## start Recorded information
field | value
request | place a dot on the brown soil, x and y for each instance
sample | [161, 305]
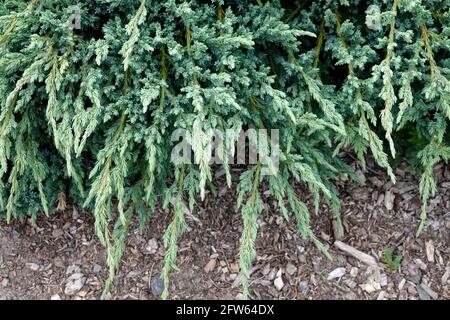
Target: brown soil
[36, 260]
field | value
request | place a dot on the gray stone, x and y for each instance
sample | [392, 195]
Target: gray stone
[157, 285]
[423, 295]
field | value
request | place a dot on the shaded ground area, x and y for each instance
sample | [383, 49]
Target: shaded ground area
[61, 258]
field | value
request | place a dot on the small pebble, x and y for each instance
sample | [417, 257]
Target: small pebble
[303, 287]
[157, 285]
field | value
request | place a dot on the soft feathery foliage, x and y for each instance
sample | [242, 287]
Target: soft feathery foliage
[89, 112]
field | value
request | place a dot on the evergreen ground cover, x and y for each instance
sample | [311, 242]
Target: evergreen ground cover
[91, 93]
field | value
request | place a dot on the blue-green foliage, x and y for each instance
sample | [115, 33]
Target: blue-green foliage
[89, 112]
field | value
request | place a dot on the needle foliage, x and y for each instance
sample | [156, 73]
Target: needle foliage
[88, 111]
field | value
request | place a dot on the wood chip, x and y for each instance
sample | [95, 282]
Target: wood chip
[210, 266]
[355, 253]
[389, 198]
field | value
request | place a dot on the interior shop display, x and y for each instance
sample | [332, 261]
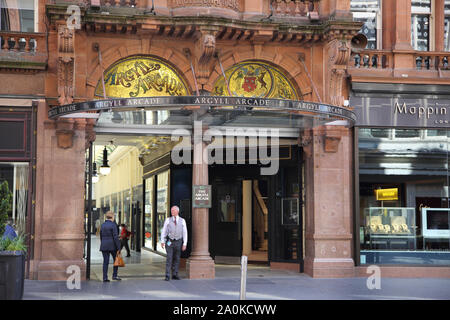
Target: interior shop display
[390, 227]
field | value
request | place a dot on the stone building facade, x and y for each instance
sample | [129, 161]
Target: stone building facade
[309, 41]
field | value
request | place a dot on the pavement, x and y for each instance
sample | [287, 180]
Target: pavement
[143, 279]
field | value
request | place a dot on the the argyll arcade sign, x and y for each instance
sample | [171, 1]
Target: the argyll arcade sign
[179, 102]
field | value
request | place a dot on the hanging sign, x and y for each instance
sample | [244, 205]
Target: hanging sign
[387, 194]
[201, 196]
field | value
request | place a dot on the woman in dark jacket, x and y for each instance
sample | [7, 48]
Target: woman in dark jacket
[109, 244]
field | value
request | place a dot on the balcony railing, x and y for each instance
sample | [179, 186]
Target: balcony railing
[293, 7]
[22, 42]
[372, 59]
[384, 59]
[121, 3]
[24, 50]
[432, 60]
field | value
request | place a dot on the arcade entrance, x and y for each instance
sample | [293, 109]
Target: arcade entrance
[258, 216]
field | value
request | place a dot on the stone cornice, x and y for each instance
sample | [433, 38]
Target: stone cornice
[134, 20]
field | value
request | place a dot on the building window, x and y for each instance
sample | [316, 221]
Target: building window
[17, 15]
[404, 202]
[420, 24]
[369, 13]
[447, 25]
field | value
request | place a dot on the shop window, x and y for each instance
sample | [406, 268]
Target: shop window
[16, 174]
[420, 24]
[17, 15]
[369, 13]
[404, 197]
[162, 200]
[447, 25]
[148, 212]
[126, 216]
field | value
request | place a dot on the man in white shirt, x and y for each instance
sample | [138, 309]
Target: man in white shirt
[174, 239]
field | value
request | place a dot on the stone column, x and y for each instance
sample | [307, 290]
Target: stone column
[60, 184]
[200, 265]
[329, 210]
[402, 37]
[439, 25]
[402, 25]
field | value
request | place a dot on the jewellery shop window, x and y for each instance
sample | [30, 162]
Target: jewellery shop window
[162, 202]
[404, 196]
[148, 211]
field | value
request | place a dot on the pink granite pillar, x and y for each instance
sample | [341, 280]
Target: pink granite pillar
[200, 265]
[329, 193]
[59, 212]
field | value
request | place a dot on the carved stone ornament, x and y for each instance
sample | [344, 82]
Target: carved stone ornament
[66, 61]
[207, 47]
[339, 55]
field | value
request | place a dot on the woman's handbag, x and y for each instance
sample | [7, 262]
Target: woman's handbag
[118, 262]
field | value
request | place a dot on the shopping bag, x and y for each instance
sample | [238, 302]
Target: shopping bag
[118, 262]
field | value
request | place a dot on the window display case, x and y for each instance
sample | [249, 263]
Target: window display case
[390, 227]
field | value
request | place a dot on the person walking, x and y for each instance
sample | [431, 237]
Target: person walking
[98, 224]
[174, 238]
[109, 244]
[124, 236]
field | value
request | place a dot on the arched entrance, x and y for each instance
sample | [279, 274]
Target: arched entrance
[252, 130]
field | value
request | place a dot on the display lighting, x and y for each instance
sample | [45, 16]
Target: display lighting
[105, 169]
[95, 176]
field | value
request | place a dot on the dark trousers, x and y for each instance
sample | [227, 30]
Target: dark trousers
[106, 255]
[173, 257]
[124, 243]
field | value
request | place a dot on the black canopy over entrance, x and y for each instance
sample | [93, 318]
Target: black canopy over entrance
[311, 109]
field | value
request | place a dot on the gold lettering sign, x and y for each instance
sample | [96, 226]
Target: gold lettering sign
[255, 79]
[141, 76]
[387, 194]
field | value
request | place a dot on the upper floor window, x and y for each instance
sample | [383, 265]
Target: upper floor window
## end Recorded information
◆ Do this:
Using the data above, write out every line exactly, leaving the images behind.

◆ Full response:
field | value
request | place a dot on the brown soil, x and y for each instance
sample | [161, 305]
Target: brown soil
[36, 260]
field | value
request | place a dot on the gray stone, x and y for each instance
sample | [392, 195]
Target: gray stone
[157, 285]
[423, 295]
field | value
request | place a dot on the shaded ground area, x and y for each instance
sample | [383, 49]
Target: shaded ground area
[61, 258]
field | value
request | place a dot on the small pebble, x and y for each instance
sample | [417, 257]
Target: small pebble
[303, 287]
[157, 285]
field | value
request | place a dot on the soft feathery foliage, x and y for each instance
sample | [242, 287]
Target: soft feathery foliage
[89, 112]
field | value
request | place a dot on the evergreen ground cover, x and y for each instance
sample | [311, 242]
Target: evergreen ground cover
[91, 93]
field | value
request | place a dot on the blue-green foliage, x and y for each instance
sample | [115, 33]
Target: blue-green foliage
[89, 112]
field | value
request | place a dot on the needle foliage, x and y for each instance
sample | [156, 73]
Target: needle foliage
[88, 111]
field | value
request | place a dot on the wood chip, x and y for each instance
sample | [95, 282]
Target: wood chip
[210, 266]
[355, 253]
[389, 198]
field | value
request | place a dot on the interior shop display, x and y for each instance
sample | [332, 261]
Target: interior shop display
[390, 227]
field | value
request | place a dot on the stone building facade, x and y for each instance
sample | [129, 161]
Target: stone building facade
[309, 41]
field | value
request | place a dot on the pavement, x and y for each instance
sample | [287, 180]
Target: pavement
[143, 279]
field | value
request | place a dot on the the argyll arcade sign, x and y for each instance
sample | [171, 1]
Target: the argyll arcade sign
[179, 102]
field | value
request | place a dot on the hanging sign, x and y for each instance
sample | [244, 205]
Target: hanging sign
[387, 194]
[201, 196]
field | value
request | place a dot on the woman in dark jacket, x and y for each instance
sample | [7, 48]
Target: woman in dark jacket
[109, 244]
field | value
request | place a dot on the balcony railing, x and y for each instance
sample | [179, 186]
Target: balcony railing
[293, 7]
[22, 42]
[372, 59]
[384, 59]
[121, 3]
[24, 50]
[432, 60]
field | value
request | place a dot on the arcade entrance, x and y for each instance
sample | [293, 109]
Target: arcade entrance
[258, 216]
field | value
request | place a dot on the stone cornice, x and y for each instance
sample | [433, 38]
Target: stone cornice
[134, 20]
field | value
request | place a dot on the building window, x and y for each instance
sample | [316, 221]
Target: building window
[17, 15]
[404, 202]
[420, 24]
[369, 13]
[447, 25]
field | value
request | place a dot on the shop window, x and y for each instance
sample | [406, 268]
Target: shop window
[16, 174]
[420, 24]
[17, 15]
[369, 13]
[404, 197]
[162, 200]
[447, 25]
[148, 212]
[126, 216]
field | value
request | place a dot on the man in white shirt, x and y for each instance
sample | [138, 309]
Target: man in white shirt
[174, 239]
field | value
request | place a dot on the stone column, x and y for each instance
sample | [307, 290]
Target: stone column
[60, 184]
[200, 265]
[329, 210]
[402, 37]
[439, 25]
[402, 25]
field | value
request | place a dot on the jewellery shop window, x and y for each instance
sample | [30, 162]
Target: jewellery shop window
[162, 202]
[404, 196]
[148, 211]
field | value
request | place a dot on the pink granite pillar, x and y for each instance
sample | [341, 280]
Target: pink granite pillar
[200, 265]
[329, 193]
[59, 212]
field | value
request | place a dot on the carved stone ornament, x and y for each instance
sample | [344, 82]
Target: carved stone ornament
[66, 61]
[207, 47]
[339, 55]
field | value
request | place a dot on the woman's handbag, x and y for each instance
sample | [7, 262]
Target: woman's handbag
[118, 262]
field | value
request | place a dot on the shopping bag, x and y for each instance
sample | [238, 302]
Target: shopping bag
[118, 262]
field | value
request | place a dot on the window display case, x and y for each instance
sample | [249, 263]
Target: window display case
[390, 227]
field | value
request | place a dot on the person walking, x and y for each instance
sample | [431, 237]
Target: person walking
[98, 224]
[174, 238]
[109, 244]
[124, 236]
field | value
request | place a dot on the arched entrance, x and y for each instance
sample | [279, 274]
Target: arched entrance
[252, 130]
field | value
request | place a dot on the display lighting, x and y for each instance
sample | [45, 16]
Target: display lighting
[105, 169]
[95, 176]
field | value
request | place a dot on the dark trousers, x and y for each instance
sample | [227, 30]
Target: dark trousers
[106, 255]
[173, 257]
[124, 243]
field | value
request | place a dot on the black canopy over entrance, x and y for each instance
sample | [93, 318]
Target: black canopy over entrance
[311, 109]
field | value
request | place a dot on the gold lettering sign, x and y for each instance
sample | [96, 226]
Target: gold lettering sign
[255, 79]
[141, 76]
[387, 194]
field | value
request | place a dot on the upper floor window, x and y for each instance
sample | [383, 265]
Target: upper floor window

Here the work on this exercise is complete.